* DESCRIPTION OF THE TASK
Reproduce exactly the lines from the one containing "Phrase -- center line on court" through the end of the listing, minus the pictures.

==========

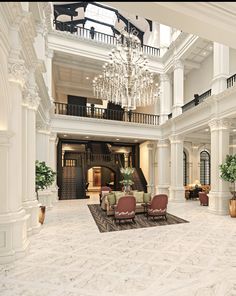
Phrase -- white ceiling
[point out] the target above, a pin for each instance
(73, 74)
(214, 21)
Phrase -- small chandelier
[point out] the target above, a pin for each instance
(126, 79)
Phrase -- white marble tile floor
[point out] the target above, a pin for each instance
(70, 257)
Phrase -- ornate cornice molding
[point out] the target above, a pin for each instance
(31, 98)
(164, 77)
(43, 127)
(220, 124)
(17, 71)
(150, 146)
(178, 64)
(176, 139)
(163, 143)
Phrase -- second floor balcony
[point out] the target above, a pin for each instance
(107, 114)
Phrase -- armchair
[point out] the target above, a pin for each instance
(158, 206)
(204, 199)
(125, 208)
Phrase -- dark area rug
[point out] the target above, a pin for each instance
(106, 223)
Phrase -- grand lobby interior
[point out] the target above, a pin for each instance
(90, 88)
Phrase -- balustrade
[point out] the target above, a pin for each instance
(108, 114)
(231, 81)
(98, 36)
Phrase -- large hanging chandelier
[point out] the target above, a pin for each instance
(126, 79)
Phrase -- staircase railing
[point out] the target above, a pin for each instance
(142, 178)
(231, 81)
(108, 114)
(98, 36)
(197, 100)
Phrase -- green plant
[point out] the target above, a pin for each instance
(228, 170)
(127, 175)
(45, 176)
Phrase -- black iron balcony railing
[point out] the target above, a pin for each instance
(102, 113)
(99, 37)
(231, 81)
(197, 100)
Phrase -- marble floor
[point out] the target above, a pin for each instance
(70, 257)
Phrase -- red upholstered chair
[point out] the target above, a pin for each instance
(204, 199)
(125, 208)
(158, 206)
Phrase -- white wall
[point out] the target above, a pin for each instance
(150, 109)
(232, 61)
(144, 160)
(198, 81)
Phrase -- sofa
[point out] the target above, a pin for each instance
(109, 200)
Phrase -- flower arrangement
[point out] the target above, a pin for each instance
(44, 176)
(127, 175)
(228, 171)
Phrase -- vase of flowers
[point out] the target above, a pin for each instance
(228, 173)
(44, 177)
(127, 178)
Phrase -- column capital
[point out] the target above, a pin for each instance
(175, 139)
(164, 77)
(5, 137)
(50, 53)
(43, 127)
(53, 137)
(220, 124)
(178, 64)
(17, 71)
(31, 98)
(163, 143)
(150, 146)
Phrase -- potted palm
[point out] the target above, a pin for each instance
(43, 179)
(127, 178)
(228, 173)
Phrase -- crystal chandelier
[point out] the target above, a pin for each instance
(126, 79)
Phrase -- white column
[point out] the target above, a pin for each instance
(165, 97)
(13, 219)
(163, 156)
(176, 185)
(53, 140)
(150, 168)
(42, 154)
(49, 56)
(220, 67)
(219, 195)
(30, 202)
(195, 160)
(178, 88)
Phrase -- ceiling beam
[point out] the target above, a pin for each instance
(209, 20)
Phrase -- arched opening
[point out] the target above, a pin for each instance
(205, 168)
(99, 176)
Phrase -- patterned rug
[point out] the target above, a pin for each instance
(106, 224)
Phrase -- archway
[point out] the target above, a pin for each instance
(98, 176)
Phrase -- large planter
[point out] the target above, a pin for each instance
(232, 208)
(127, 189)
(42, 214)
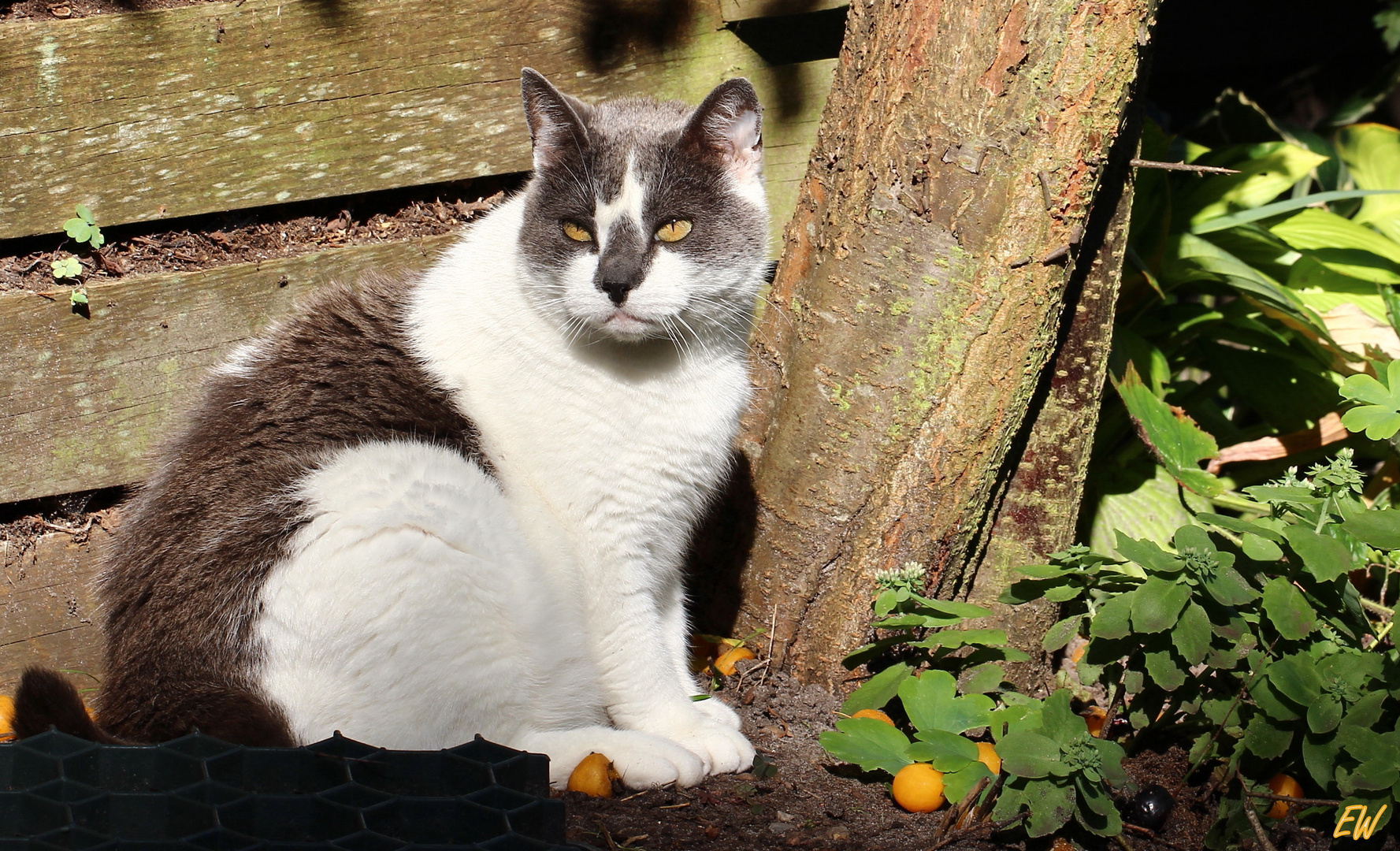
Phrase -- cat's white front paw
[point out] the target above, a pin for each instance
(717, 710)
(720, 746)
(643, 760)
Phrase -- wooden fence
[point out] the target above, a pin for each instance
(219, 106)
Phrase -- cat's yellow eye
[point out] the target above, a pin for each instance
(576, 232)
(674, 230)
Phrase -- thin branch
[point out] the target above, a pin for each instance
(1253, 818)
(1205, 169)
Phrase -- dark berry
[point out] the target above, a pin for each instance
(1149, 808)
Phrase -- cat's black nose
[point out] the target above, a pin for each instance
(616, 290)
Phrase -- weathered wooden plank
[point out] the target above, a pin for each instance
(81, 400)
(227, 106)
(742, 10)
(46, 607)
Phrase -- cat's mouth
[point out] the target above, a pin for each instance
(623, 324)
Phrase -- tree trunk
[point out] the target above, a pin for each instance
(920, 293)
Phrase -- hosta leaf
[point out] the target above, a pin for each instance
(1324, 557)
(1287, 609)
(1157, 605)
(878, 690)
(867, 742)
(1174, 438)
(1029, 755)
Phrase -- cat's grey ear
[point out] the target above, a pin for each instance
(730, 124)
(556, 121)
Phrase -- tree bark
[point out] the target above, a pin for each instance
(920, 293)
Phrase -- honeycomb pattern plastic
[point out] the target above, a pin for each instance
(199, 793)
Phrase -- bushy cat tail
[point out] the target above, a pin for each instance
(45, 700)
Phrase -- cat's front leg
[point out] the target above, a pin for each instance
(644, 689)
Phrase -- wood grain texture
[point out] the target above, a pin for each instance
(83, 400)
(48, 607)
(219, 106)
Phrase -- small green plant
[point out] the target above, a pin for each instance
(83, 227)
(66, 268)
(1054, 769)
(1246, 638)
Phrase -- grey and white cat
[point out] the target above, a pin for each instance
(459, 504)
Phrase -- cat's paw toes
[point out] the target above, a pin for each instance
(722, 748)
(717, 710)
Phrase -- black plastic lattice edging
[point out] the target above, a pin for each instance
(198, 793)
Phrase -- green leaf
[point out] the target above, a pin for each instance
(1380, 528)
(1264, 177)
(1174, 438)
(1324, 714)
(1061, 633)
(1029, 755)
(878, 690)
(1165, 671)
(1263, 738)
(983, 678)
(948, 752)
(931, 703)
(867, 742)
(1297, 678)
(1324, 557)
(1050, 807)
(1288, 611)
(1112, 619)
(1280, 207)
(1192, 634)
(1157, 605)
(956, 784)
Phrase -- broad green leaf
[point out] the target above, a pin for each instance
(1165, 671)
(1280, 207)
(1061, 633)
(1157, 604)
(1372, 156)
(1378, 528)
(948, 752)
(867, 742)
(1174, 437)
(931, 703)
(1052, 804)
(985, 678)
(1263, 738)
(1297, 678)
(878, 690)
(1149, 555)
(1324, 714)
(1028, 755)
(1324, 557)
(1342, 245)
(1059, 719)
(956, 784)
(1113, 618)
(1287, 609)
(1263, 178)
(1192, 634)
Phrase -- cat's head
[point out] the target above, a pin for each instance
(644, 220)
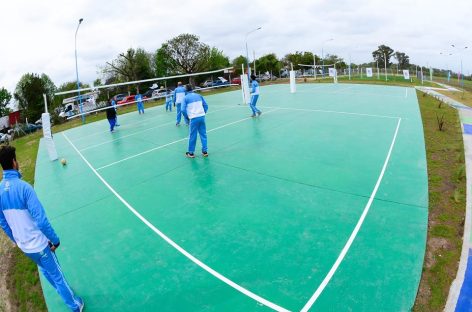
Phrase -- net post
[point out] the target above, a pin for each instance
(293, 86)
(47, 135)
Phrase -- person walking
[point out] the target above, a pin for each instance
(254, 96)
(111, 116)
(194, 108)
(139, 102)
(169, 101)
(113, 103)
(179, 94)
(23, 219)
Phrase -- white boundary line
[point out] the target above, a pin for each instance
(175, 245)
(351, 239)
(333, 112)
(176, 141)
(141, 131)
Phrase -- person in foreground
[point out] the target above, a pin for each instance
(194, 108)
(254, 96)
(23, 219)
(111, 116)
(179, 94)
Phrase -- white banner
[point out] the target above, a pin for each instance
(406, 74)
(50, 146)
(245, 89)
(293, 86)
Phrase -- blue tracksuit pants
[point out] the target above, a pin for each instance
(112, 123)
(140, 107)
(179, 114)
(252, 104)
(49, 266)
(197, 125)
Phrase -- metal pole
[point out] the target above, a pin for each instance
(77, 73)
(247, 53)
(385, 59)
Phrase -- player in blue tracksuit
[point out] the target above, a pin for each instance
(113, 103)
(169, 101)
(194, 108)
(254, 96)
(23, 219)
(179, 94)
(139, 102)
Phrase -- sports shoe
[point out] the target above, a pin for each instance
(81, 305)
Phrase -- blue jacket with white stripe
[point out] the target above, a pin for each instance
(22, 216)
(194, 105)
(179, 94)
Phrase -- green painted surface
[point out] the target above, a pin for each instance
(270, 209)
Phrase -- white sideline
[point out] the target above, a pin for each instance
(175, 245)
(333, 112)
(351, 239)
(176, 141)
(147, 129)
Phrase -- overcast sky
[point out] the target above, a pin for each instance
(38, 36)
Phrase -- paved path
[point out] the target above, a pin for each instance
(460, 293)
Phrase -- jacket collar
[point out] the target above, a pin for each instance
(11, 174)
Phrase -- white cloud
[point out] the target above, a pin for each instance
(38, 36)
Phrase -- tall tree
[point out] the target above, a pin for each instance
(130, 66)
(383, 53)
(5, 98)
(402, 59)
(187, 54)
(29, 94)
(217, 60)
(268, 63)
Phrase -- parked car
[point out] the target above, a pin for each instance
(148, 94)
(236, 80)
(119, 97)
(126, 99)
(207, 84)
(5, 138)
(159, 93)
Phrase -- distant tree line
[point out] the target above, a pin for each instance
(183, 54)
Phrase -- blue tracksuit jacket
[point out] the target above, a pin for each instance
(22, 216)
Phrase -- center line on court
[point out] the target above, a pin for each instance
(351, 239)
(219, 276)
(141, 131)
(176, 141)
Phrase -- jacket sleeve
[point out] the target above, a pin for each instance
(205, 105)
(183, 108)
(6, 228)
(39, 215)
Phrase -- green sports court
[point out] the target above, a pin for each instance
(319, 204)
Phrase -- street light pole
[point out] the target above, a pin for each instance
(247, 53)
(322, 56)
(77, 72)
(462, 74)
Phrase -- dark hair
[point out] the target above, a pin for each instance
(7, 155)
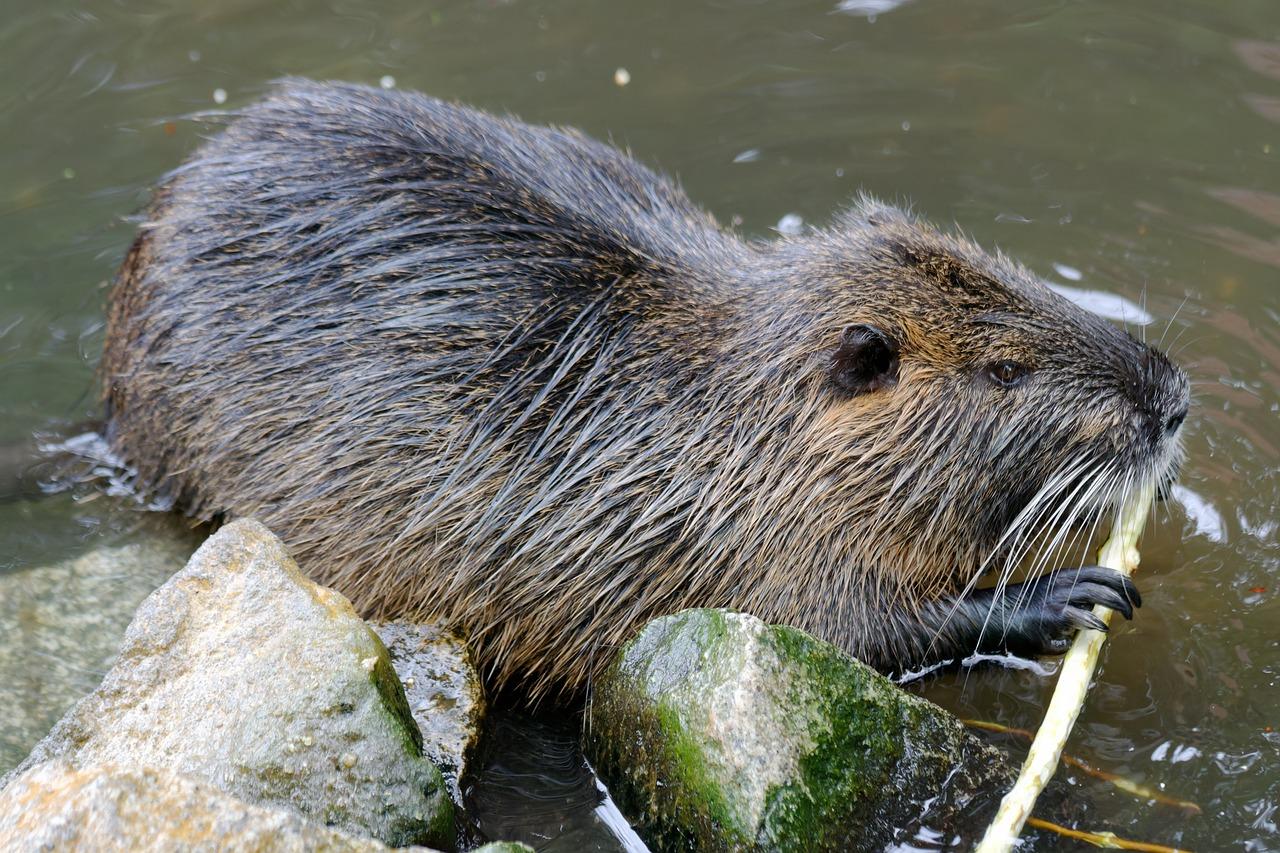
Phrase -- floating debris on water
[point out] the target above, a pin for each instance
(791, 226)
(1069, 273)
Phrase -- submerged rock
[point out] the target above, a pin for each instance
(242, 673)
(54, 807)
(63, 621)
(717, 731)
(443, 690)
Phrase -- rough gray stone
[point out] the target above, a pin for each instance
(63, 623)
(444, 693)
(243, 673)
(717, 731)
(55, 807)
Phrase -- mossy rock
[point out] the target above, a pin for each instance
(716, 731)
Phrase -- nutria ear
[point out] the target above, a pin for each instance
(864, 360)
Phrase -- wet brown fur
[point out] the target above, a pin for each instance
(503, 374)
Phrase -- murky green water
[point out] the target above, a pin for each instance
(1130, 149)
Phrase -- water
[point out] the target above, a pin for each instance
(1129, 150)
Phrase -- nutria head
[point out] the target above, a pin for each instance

==========

* EXPECTED ANSWER
Phrase -- center line on court
[point out] the target above, a pin for each instance
(351, 239)
(219, 276)
(141, 131)
(176, 141)
Phrase -- jacket sleeve
[point out] the target above, a pin for each instance
(205, 105)
(183, 108)
(6, 228)
(39, 215)
Phrase -- green sports court
[point out] the target above, a pin for each instance
(319, 204)
Phrase -- street light pole
[point out] the target above, a pin for each instance
(247, 53)
(322, 56)
(77, 72)
(462, 74)
Phrase -- dark hair
[point out] the target above, a pin for each instance
(7, 155)
Phrase -- floating debris on water
[point out] the target above, a pin for each instance
(791, 226)
(1069, 273)
Phrase -- submerged rock
[point out] the target above, a pin for each instance
(242, 673)
(54, 807)
(63, 621)
(717, 731)
(443, 690)
Phrase -- rough gray stone
[point out] the target above, a pin for each instance
(63, 623)
(444, 693)
(243, 673)
(717, 731)
(55, 807)
Phrase -- mossy rock
[point out] the target above, a pin for each instance
(716, 731)
Phrase -- nutria ear
[point out] the target above, a pin for each instance
(864, 360)
Phrase -- wet brown fur
[point out] the target above, a pin for each instance
(503, 374)
Phrase -- murky green water
[point out] the target above, a pin for each instance
(1130, 149)
Phrase -- water
[point out] the target above, a pin for each instance
(1129, 150)
Phrase -- nutria head
[point out] the target above, a pin for each instance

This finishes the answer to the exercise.